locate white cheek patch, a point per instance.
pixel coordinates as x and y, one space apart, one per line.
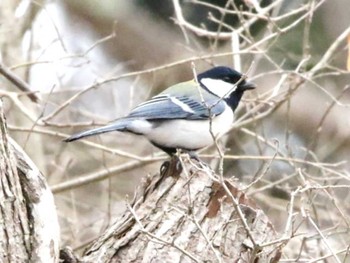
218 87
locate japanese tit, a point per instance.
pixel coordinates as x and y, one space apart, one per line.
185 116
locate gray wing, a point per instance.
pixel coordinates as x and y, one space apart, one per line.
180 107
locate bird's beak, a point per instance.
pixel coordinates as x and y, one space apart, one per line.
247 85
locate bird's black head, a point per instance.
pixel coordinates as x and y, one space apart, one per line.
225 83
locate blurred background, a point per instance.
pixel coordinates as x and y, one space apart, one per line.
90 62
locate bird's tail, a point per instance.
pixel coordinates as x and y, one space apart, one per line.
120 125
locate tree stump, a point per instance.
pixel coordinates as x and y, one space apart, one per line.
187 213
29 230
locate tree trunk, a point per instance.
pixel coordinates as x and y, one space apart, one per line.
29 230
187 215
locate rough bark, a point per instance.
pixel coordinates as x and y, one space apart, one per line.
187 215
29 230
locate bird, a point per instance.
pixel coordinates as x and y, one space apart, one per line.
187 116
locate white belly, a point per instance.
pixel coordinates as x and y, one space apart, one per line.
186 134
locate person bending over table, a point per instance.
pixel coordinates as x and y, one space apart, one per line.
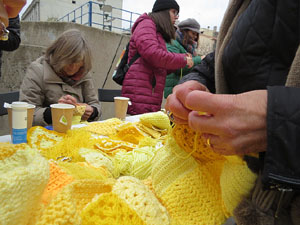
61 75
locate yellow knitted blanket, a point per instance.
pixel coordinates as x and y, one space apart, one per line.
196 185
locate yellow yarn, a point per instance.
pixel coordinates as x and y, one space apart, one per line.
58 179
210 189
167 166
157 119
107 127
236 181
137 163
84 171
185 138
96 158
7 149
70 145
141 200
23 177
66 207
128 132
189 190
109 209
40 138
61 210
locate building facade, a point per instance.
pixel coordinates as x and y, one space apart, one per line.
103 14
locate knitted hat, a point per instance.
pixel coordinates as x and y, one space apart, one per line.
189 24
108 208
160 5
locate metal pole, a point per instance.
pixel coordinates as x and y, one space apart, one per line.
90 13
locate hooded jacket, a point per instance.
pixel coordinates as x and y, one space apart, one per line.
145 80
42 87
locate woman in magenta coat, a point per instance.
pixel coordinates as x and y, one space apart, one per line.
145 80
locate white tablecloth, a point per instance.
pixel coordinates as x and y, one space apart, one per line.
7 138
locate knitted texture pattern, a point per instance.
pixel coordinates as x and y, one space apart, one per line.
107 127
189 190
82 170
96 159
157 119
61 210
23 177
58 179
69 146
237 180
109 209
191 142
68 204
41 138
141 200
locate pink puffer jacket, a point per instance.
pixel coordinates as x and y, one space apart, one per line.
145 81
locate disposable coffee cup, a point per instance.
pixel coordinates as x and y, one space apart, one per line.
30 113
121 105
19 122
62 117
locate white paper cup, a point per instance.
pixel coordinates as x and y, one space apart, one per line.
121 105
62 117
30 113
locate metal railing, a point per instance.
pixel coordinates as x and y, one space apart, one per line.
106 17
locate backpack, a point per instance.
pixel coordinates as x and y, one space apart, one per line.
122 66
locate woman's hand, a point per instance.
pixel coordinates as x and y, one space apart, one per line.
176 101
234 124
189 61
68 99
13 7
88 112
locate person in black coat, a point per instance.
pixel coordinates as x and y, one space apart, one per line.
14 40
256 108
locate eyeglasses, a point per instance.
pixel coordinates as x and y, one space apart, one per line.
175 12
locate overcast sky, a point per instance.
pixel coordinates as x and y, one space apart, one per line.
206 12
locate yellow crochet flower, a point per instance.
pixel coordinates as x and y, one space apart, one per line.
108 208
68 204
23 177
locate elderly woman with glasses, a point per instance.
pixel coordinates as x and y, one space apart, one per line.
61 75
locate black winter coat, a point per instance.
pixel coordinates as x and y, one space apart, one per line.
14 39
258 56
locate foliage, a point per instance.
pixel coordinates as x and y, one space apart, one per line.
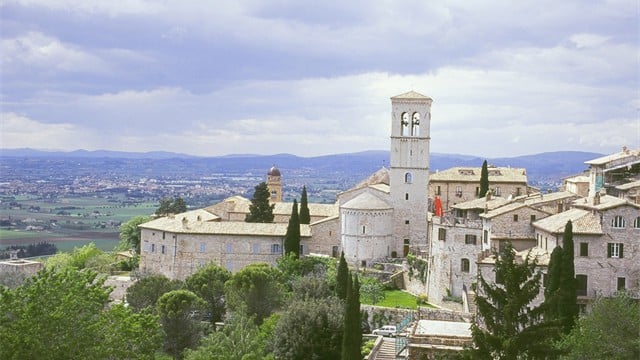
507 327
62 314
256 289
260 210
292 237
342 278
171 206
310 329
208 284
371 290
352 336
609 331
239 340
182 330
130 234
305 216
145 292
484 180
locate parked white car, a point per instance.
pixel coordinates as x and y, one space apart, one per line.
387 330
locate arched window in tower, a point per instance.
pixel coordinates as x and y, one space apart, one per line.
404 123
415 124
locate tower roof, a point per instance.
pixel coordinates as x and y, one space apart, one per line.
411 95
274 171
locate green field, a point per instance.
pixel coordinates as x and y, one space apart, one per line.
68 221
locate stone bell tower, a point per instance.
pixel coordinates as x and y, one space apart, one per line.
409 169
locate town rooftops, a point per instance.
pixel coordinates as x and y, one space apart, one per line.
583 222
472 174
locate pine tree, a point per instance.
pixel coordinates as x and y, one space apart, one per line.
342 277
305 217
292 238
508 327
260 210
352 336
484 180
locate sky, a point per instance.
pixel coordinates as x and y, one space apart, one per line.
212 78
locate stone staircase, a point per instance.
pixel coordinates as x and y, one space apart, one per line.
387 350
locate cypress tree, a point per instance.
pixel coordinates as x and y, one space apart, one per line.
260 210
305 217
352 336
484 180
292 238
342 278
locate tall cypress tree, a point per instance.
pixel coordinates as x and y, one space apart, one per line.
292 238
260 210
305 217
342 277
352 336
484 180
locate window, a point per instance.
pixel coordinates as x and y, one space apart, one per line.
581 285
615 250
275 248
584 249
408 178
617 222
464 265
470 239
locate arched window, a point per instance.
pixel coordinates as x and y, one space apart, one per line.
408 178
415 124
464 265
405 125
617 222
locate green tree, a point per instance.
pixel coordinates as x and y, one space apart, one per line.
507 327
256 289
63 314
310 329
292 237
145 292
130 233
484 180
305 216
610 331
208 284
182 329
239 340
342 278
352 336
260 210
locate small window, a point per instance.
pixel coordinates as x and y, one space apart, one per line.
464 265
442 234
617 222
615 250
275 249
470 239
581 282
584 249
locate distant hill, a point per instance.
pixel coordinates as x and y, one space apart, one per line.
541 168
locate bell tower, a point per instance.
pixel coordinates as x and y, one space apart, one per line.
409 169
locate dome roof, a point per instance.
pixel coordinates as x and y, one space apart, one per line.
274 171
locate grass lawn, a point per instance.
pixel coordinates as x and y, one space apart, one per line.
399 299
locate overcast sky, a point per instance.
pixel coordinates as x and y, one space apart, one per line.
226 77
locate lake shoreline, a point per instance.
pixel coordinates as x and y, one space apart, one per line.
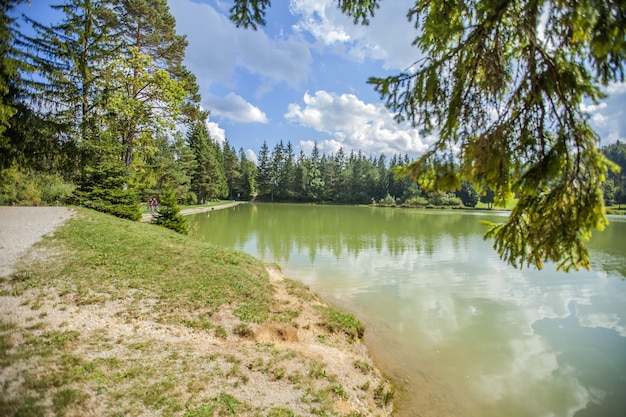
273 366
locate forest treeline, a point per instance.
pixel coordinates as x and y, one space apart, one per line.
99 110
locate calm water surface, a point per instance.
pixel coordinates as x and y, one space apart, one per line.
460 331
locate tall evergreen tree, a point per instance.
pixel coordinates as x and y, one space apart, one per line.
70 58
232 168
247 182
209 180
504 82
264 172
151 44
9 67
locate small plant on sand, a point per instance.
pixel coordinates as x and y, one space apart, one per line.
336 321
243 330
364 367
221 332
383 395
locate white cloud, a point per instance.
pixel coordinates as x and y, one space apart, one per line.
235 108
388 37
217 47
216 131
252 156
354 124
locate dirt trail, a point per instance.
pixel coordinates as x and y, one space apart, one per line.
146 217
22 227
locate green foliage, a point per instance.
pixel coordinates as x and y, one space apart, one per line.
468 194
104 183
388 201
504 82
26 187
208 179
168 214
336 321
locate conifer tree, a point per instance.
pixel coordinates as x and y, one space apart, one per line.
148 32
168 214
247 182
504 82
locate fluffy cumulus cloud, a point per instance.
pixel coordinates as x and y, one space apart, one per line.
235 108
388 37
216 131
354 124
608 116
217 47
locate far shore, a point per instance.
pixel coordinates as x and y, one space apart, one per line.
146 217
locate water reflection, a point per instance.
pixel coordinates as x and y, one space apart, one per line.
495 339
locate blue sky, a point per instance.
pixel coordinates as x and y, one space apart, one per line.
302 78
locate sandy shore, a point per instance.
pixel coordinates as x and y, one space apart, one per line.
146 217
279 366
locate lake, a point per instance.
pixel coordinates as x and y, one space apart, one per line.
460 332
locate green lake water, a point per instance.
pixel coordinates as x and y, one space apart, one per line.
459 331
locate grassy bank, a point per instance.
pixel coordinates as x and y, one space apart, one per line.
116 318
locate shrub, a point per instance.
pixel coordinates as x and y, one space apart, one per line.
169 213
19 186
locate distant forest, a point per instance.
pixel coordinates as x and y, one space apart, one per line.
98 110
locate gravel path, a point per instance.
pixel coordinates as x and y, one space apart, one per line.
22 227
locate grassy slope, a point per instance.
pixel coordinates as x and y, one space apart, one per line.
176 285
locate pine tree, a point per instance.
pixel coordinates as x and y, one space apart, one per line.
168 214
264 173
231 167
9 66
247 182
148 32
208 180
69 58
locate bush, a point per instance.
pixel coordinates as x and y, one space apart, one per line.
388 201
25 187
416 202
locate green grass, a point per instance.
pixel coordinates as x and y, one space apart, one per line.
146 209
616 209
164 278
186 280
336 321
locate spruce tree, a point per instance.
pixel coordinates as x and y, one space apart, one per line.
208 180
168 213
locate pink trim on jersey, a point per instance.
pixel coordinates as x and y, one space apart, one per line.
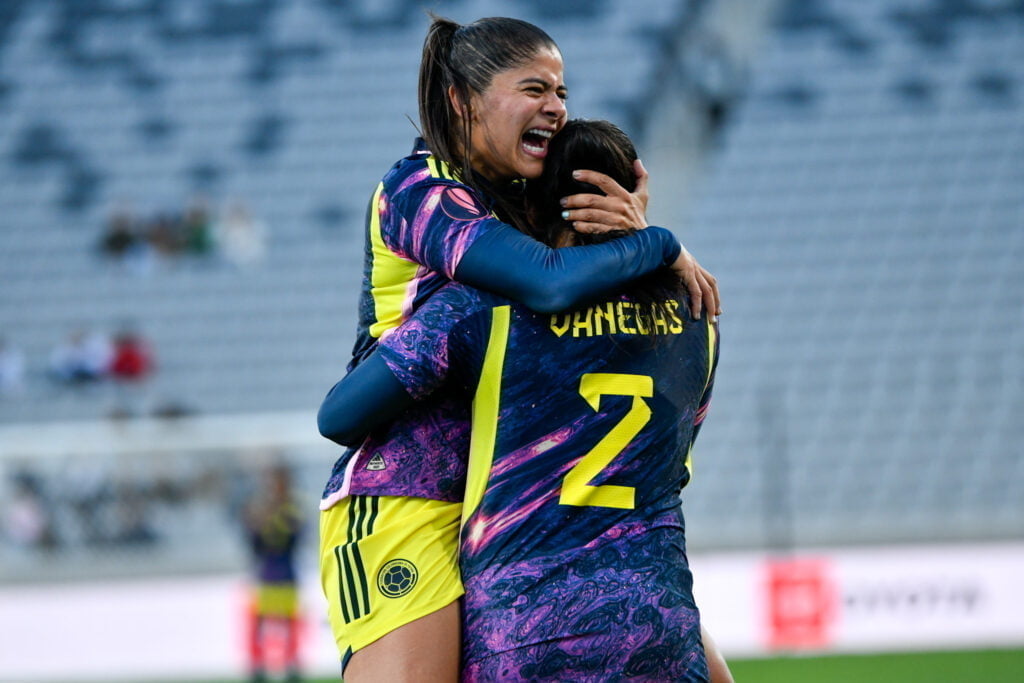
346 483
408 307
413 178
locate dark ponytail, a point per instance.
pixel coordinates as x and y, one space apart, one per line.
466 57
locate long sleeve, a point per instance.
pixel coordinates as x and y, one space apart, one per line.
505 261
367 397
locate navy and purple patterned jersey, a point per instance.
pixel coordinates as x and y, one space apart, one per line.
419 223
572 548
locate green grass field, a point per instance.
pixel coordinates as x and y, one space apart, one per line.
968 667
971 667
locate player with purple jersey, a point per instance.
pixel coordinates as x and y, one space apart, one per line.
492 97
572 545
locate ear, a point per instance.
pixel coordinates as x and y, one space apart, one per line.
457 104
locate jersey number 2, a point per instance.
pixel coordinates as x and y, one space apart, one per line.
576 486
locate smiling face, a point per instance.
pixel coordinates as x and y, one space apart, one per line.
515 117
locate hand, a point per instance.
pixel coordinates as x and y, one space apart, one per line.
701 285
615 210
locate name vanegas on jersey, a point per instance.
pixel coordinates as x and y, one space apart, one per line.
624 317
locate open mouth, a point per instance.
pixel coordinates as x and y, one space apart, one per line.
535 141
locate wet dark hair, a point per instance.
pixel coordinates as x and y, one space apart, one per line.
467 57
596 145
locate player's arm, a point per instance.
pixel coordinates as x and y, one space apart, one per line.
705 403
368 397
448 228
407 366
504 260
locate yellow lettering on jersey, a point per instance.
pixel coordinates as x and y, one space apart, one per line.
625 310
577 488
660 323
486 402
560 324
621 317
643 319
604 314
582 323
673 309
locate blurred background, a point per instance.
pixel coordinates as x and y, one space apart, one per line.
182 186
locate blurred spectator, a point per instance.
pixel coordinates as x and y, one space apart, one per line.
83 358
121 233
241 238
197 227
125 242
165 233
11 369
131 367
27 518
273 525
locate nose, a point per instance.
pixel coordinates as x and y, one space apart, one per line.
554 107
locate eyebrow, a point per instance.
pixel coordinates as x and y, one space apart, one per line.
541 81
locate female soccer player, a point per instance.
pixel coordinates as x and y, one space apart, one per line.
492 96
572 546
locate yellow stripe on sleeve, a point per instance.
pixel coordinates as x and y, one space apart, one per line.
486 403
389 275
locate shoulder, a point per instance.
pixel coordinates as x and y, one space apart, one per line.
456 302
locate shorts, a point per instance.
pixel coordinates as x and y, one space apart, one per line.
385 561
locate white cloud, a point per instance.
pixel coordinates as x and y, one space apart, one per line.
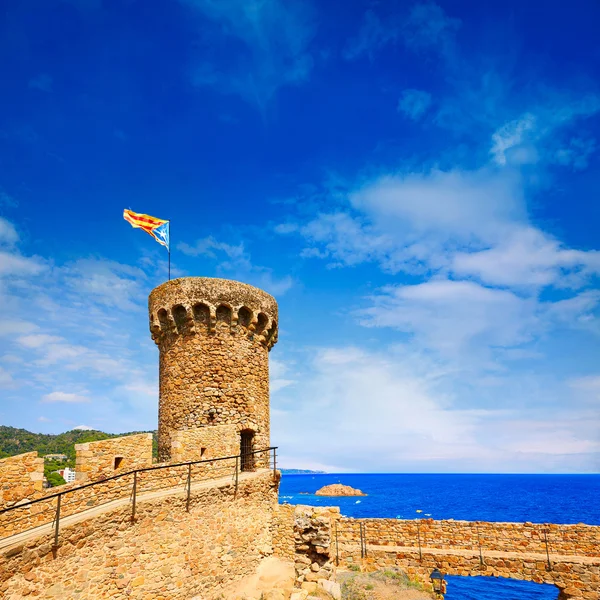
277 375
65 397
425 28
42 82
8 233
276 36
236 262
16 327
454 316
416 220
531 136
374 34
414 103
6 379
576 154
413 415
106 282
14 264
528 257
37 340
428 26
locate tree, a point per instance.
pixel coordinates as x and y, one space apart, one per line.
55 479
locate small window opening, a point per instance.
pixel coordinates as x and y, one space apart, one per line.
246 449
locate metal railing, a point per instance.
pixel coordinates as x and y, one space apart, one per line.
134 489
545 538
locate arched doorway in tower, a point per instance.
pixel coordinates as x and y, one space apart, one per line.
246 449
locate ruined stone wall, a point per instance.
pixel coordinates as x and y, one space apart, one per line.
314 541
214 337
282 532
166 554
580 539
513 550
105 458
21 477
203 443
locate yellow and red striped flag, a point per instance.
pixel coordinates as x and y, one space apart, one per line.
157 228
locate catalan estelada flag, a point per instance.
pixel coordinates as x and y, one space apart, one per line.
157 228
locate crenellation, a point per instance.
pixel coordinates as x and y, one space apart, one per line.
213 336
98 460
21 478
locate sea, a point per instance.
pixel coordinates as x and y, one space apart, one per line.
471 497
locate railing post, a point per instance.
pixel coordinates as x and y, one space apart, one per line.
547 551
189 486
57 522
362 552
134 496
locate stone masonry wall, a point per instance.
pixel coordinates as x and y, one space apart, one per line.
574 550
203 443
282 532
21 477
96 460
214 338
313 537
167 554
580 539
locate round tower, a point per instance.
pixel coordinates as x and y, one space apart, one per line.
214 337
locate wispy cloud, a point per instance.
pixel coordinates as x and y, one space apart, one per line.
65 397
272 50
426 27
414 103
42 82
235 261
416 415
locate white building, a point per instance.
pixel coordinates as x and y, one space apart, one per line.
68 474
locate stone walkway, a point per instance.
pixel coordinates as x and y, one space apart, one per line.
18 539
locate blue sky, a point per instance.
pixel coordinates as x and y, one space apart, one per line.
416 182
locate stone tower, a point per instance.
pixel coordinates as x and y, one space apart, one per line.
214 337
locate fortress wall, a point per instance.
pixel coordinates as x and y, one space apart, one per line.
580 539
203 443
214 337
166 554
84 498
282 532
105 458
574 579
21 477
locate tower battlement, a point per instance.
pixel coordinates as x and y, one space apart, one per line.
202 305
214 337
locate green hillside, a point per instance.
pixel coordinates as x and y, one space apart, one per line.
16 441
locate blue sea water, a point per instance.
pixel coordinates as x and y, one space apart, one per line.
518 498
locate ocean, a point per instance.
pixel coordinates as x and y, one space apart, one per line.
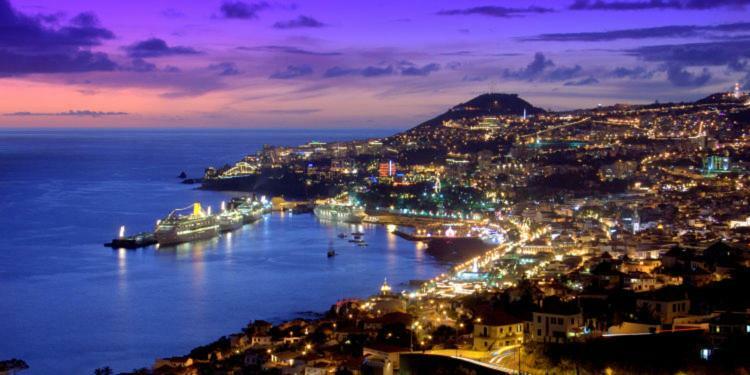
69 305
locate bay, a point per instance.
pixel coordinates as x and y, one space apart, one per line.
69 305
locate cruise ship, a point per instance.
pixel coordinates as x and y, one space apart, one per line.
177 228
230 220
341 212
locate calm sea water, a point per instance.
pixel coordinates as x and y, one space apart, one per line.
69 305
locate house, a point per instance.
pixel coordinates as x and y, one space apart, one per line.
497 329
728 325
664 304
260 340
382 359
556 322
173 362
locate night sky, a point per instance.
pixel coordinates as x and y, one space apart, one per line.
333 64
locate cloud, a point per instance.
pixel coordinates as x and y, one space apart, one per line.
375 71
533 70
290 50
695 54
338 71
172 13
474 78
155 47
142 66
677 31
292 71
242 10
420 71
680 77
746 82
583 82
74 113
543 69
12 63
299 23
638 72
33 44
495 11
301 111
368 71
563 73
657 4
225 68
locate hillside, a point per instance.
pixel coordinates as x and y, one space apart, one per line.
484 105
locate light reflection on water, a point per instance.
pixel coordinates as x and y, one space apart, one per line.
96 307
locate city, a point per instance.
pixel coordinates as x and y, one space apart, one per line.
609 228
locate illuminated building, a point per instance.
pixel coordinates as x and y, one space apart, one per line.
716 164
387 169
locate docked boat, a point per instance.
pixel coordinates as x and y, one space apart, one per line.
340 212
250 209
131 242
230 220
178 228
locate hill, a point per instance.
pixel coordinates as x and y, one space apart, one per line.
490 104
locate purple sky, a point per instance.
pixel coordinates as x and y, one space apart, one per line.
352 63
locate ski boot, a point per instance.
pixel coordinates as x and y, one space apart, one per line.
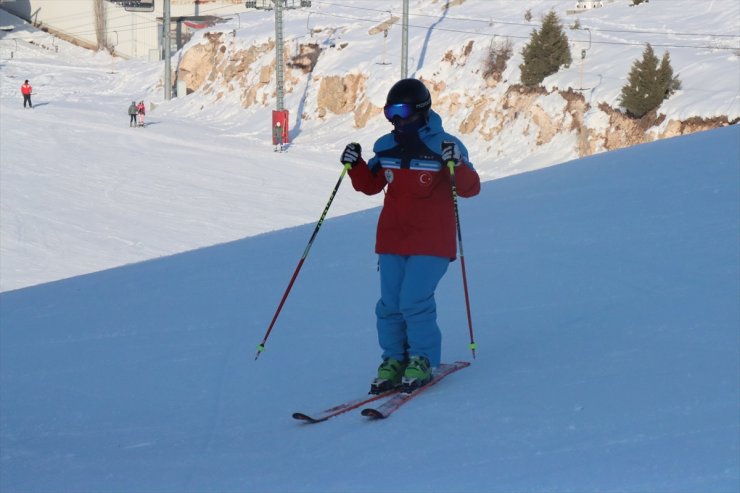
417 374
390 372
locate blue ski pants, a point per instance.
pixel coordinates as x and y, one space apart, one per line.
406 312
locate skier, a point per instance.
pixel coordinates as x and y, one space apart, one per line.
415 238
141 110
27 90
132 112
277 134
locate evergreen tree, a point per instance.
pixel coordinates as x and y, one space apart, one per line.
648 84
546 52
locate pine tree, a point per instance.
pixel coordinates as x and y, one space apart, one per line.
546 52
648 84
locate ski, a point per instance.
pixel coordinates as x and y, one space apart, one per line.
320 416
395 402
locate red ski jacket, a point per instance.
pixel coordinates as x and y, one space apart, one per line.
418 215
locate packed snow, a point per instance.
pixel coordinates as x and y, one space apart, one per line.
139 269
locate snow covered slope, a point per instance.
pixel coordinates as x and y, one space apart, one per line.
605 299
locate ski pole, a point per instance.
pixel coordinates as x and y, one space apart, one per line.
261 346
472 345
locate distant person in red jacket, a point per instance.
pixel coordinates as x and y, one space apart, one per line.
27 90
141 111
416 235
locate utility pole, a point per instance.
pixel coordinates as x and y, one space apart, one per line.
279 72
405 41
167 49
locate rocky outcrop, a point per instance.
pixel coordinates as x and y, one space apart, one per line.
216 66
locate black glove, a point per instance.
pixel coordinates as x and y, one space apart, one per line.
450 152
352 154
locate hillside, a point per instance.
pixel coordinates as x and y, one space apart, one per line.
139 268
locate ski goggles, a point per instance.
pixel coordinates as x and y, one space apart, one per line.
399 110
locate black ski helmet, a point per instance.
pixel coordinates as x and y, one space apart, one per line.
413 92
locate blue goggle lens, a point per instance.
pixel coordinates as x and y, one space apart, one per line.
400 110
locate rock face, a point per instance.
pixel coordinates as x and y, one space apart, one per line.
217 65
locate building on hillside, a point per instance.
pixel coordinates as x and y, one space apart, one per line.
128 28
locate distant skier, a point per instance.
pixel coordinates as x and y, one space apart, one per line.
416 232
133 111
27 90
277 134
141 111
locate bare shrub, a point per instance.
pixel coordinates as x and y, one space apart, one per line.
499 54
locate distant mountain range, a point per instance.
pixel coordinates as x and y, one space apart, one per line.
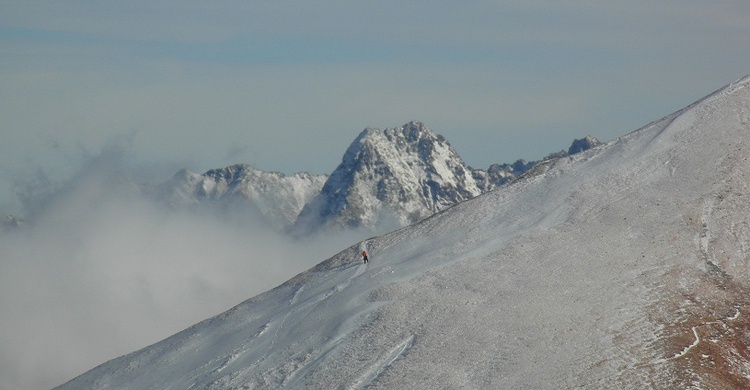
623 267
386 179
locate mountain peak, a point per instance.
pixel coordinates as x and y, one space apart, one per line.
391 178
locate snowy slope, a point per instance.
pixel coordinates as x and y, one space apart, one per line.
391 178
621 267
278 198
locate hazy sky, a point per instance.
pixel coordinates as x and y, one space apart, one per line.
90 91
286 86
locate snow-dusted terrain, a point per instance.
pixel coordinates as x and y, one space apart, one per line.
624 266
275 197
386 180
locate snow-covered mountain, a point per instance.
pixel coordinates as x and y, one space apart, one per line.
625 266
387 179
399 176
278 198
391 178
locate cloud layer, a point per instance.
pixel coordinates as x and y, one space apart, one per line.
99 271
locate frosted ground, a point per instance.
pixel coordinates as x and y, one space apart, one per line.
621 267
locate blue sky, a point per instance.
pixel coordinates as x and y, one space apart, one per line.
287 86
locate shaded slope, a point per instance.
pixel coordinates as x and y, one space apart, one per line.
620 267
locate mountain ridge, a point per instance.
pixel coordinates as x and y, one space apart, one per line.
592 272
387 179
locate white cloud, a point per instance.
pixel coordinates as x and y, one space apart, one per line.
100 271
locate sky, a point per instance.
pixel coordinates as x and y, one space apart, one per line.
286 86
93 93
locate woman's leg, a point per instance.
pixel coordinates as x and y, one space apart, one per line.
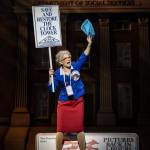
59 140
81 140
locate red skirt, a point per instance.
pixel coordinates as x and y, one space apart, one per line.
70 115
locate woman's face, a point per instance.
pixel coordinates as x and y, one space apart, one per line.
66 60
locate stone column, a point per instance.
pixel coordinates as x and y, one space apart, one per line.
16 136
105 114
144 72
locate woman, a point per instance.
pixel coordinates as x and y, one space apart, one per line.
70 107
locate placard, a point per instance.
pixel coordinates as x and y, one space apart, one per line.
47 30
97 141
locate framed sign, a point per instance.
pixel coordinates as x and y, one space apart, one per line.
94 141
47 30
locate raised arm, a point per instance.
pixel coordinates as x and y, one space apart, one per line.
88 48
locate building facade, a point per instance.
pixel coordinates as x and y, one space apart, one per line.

PROBLEM — Quote verbatim the line containing "locate stone column, a point per instance." and every line after it through the end of the records above.

EXERCISE ANSWER —
locate stone column, a point per instance.
pixel coordinates as x and y, one space apart, one per line.
16 136
105 114
144 72
locate woman, a point per instance.
pixel coordinates as x and y, one space apart, one per line.
70 107
locate placard, a point per instance.
pixel coordinates as x and y, one space apart, one per line.
47 30
97 141
locate framed sign, a point per instance.
pixel coordinates as x and y, one space apart, one per line.
94 141
47 30
locate raised arm, a point per instance.
pixel coordinates as x and y, one space apart, one per line.
88 48
locate building facade, a point per instance.
pixel coordinates as x and y, one space apart, one per line.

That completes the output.